===== 数据材料 =====

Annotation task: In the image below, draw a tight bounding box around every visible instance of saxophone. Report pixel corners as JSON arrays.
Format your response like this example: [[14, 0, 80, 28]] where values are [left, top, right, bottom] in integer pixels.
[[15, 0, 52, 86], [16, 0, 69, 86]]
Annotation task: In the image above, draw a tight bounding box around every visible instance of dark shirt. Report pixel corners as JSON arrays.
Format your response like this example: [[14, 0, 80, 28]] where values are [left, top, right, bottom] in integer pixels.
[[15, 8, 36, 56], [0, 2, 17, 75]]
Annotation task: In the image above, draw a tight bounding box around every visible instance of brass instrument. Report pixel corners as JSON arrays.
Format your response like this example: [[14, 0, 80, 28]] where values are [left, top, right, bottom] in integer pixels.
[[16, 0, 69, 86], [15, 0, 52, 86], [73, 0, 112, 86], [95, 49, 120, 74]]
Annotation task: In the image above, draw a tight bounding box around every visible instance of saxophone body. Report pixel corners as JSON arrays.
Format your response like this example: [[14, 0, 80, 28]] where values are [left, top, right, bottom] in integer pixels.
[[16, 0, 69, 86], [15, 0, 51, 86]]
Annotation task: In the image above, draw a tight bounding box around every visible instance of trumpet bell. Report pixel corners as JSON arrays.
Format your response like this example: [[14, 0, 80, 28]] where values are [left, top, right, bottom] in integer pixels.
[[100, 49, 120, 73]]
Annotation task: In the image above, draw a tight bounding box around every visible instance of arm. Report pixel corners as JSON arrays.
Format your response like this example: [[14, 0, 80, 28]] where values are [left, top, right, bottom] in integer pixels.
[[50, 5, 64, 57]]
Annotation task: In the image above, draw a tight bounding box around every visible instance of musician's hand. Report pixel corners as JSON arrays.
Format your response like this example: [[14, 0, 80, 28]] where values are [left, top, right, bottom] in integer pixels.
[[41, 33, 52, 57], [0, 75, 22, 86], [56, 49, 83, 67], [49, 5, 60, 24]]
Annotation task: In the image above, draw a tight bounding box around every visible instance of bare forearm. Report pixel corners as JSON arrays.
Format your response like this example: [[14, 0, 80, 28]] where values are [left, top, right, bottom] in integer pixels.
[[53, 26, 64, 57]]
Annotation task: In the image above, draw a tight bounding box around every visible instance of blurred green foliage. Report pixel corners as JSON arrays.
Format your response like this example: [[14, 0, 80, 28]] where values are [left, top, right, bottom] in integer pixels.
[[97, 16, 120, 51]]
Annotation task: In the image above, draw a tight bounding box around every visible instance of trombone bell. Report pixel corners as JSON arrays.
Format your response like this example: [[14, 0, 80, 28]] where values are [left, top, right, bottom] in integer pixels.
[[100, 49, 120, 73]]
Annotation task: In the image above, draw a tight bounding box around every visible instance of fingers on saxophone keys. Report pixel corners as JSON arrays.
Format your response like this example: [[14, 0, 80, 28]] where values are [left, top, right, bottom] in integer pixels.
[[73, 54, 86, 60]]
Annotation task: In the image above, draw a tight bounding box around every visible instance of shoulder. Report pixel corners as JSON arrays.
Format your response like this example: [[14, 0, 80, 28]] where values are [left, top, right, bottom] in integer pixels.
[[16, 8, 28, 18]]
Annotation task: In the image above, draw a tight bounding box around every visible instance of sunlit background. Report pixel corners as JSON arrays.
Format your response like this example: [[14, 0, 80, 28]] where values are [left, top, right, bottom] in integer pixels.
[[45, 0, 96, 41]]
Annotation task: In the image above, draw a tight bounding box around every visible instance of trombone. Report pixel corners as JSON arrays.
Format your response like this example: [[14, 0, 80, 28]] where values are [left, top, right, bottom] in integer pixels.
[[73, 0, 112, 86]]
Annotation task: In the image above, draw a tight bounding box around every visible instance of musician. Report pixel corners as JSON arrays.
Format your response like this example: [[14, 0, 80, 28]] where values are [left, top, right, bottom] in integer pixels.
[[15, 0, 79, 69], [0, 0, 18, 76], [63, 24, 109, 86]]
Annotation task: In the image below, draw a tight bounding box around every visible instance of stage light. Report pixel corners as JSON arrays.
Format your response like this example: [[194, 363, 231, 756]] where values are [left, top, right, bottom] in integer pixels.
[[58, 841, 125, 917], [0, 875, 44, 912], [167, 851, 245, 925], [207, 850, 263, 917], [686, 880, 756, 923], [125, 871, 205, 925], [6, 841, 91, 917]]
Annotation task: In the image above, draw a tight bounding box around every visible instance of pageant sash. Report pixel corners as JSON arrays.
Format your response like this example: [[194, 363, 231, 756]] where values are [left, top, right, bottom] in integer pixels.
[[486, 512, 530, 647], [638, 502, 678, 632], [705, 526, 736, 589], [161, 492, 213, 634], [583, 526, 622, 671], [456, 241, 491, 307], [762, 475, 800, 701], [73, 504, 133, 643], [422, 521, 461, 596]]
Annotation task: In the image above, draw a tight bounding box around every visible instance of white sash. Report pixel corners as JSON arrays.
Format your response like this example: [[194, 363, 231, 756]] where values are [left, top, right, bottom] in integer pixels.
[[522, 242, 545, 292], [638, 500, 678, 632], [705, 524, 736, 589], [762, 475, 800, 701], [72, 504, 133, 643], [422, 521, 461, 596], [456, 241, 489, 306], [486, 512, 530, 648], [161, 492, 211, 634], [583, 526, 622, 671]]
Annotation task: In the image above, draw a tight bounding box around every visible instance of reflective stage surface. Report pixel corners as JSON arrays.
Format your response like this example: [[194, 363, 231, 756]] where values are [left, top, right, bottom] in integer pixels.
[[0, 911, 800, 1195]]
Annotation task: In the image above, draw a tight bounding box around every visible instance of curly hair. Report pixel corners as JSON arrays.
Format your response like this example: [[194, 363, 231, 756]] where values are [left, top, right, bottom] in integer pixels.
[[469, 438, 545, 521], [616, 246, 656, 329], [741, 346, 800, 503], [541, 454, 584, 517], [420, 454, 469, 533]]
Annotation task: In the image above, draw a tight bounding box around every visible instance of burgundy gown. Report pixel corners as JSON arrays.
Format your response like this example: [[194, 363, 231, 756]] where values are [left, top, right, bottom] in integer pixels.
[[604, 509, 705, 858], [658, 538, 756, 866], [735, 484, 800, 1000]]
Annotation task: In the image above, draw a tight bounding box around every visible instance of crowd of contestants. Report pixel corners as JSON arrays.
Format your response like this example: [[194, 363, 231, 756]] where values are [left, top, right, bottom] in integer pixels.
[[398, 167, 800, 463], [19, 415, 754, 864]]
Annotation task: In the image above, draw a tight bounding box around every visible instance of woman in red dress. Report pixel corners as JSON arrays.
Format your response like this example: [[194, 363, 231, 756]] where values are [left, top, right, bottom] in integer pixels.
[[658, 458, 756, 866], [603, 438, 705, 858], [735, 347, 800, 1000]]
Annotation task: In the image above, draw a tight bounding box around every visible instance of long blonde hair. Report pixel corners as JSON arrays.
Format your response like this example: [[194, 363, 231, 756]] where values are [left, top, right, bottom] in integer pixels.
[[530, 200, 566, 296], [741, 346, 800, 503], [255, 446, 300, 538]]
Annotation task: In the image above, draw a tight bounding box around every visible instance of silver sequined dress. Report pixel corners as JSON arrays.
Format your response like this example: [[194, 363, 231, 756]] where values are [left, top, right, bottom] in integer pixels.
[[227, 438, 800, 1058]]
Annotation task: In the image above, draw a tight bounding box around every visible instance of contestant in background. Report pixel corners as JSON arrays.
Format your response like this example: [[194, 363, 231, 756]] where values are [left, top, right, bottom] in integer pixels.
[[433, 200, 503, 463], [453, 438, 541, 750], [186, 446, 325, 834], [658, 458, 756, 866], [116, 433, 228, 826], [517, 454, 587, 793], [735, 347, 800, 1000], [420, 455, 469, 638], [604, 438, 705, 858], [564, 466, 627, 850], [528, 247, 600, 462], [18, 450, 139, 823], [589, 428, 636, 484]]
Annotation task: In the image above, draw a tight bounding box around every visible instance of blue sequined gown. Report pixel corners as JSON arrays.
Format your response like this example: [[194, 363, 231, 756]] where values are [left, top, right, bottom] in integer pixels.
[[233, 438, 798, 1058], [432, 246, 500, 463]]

=====

练习: 把从含有"trombone bell. Report pixel corners as JSON arrays."的那行到含有"[[16, 8, 28, 18]]"的那行再写一遍，把"shoulder"换成"elbow"，别的地方一字不改。

参考答案:
Annotation task: In the image above, draw a tight bounding box around every visible instance of trombone bell. Report pixel corners as JSON arrays.
Format your response like this example: [[14, 0, 80, 28]] where values are [left, top, right, bottom] in integer pixels.
[[100, 49, 120, 73]]
Annotation task: In the image above, draw a tight bounding box around every visible instance of fingers on saxophone keys. Report pixel corners as JSON arrays.
Format your response like this example: [[14, 0, 80, 28]] where values are [left, top, right, bottom] in integer pixels.
[[73, 54, 86, 60]]
Annotation task: In the image above, draw a tight bounding box around every visible instance of elbow. Report pixel corners as JSON arrays.
Format your response like this example: [[14, 0, 80, 28]] where values are [left, top, right, bottom] in integer pixels.
[[16, 8, 28, 18]]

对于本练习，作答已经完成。